Records shown:
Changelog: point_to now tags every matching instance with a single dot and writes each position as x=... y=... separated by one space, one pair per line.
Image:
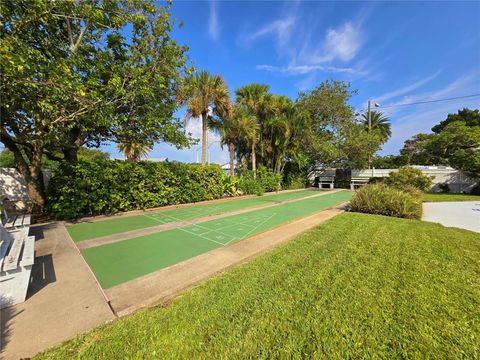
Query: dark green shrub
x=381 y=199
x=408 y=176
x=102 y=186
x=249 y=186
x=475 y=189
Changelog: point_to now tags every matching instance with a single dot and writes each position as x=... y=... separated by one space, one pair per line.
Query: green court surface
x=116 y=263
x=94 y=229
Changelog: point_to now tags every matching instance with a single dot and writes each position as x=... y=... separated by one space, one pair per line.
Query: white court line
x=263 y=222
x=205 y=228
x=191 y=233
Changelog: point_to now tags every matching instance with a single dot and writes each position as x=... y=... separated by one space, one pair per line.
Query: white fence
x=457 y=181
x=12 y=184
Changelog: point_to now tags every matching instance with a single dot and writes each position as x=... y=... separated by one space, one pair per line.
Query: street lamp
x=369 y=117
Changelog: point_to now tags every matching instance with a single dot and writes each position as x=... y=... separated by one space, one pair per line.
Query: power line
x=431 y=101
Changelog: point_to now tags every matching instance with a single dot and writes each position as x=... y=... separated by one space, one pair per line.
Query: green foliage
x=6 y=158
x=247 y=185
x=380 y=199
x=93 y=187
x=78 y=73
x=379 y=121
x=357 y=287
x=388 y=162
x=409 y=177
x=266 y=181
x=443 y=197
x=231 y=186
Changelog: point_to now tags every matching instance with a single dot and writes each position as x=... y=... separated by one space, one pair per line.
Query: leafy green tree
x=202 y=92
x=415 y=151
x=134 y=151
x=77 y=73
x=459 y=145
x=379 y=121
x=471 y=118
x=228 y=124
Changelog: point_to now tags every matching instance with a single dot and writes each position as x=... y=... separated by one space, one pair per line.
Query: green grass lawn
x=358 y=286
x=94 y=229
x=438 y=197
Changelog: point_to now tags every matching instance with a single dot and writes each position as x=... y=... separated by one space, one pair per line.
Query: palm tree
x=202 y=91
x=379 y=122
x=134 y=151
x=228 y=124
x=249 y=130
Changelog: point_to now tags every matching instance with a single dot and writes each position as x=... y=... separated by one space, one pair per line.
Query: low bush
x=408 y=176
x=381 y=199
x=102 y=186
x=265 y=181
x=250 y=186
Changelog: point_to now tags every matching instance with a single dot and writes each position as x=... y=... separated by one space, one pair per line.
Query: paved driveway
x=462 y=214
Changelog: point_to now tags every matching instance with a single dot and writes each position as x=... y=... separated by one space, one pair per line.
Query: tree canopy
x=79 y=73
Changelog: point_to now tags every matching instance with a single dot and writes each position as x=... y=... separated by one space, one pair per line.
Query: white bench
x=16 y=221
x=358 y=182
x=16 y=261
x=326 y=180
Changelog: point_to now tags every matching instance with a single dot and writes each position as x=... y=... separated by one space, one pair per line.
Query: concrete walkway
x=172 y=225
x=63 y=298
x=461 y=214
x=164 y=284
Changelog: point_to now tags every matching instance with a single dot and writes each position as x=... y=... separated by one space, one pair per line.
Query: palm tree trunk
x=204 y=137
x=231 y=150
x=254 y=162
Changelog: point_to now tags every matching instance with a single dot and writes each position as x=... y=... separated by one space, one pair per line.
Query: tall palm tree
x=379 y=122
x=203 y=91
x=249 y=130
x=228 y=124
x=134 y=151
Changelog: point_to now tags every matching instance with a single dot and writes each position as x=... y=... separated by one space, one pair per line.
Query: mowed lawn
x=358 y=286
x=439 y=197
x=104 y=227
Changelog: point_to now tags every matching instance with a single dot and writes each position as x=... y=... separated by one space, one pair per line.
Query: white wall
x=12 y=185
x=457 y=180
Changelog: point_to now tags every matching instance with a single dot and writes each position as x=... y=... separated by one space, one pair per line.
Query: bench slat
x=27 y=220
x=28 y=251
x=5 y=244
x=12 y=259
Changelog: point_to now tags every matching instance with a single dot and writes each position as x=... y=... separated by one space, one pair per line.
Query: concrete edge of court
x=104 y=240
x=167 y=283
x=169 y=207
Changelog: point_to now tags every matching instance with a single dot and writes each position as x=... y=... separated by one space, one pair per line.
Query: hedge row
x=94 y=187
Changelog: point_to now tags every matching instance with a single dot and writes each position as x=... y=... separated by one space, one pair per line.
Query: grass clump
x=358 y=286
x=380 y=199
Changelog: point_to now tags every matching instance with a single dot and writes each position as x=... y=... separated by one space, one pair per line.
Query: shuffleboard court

Problem requirements: Take the lines above from the one holding "Query: hedge row" to the last and output them exactly.

Solution below:
Query: hedge row
x=94 y=187
Changelog: point_to now tags every matching instance with a single dot and writes each position as x=... y=... separated by one space, one pair per line.
Query: grass clump
x=358 y=286
x=380 y=199
Changelog: point_to now tags every matching instance with a single dot and writes each position as x=... y=... separated by one space, one pair per line.
Query: shuffleboard court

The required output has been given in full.